### WHAT TO DO
Reproduce all entries precisely as they are written.

### Records contained in a dataset
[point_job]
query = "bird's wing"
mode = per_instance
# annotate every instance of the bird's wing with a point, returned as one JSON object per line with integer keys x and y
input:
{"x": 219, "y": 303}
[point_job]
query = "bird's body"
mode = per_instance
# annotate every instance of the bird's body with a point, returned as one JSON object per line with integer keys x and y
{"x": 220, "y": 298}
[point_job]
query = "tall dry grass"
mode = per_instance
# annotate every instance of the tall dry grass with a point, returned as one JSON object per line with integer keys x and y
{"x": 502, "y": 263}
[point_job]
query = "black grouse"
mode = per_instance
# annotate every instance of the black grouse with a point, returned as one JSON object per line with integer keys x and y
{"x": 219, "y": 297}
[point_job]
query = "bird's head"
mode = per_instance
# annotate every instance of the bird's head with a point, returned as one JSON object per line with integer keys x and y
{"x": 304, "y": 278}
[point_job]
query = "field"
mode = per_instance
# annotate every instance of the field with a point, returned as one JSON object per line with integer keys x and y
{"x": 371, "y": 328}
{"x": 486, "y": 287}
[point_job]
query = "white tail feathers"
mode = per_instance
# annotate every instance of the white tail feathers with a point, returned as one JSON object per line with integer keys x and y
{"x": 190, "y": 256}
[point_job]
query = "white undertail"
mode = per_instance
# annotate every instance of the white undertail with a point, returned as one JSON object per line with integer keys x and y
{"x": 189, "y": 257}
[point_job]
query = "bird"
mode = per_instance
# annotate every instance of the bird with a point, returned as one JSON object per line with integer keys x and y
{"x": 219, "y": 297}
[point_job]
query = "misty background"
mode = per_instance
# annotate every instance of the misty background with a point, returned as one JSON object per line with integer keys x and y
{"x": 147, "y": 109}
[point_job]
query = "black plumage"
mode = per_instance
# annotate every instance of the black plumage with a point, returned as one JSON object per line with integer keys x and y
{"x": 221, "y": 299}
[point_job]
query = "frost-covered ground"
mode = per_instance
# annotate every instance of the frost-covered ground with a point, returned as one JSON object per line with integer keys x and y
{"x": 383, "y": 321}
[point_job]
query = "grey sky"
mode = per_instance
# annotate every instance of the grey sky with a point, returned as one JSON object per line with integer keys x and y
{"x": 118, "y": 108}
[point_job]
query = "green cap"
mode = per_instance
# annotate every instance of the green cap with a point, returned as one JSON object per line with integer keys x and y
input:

### EXPECTED ANSWER
[point_job]
query = "bird's wing"
mode = per_instance
# annotate every instance of the bird's wing with a point, returned as one JSON object per line with integer keys x and y
input:
{"x": 219, "y": 303}
[point_job]
query = "bird's body"
mode = per_instance
# annotate every instance of the bird's body with a point, returned as one JSON object per line with integer keys x and y
{"x": 220, "y": 298}
[point_job]
query = "tall dry grass"
mode = per_instance
# annotate every instance of the tall dry grass with a point, returned as one JSON object per line with integer keys x and y
{"x": 502, "y": 263}
[point_job]
query = "black grouse"
mode = per_instance
# annotate every instance of the black grouse with a point, returned as one JSON object per line with integer keys x and y
{"x": 219, "y": 297}
[point_job]
query = "bird's head"
mode = per_instance
# annotate every instance of the bird's head with a point, returned as one JSON object per line with integer keys x and y
{"x": 304, "y": 278}
[point_job]
query = "field"
mode = per_instance
# annotate every instance of the field with a point, returned as one JSON object per line with integer keys x and y
{"x": 371, "y": 328}
{"x": 486, "y": 287}
[point_job]
query = "white tail feathers"
mode = per_instance
# annotate every instance of the white tail feathers with a point, returned as one JSON object per line with integer keys x and y
{"x": 190, "y": 256}
[point_job]
query = "white undertail"
mode = per_instance
# annotate every instance of the white undertail with a point, returned as one JSON object per line with integer keys x and y
{"x": 189, "y": 257}
[point_job]
query = "bird"
mode = per_instance
# annotate every instance of the bird with a point, returned as one JSON object per line with integer keys x and y
{"x": 219, "y": 297}
[point_job]
query = "misty background"
mode = per_instance
# annotate every instance of the misty background with a point, returned as one JSON object per line with integer keys x and y
{"x": 147, "y": 109}
[point_job]
query = "black plumage"
mode = per_instance
# annotate every instance of the black plumage with a point, returned as one JSON object per line with integer keys x and y
{"x": 221, "y": 299}
[point_job]
query = "frost-covered ground"
mode = per_instance
# annotate every instance of the frost-covered ground with a point, returned as one JSON object per line with integer keys x and y
{"x": 383, "y": 321}
[point_job]
query = "grey sky"
mode = per_instance
# annotate every instance of the grey sky with a point, returned as one JSON object per line with integer keys x and y
{"x": 118, "y": 108}
[point_job]
query = "green cap"
mode = per_instance
# annotate every instance of the green cap with a point, returned as one JSON object per line with integer keys x and y
input:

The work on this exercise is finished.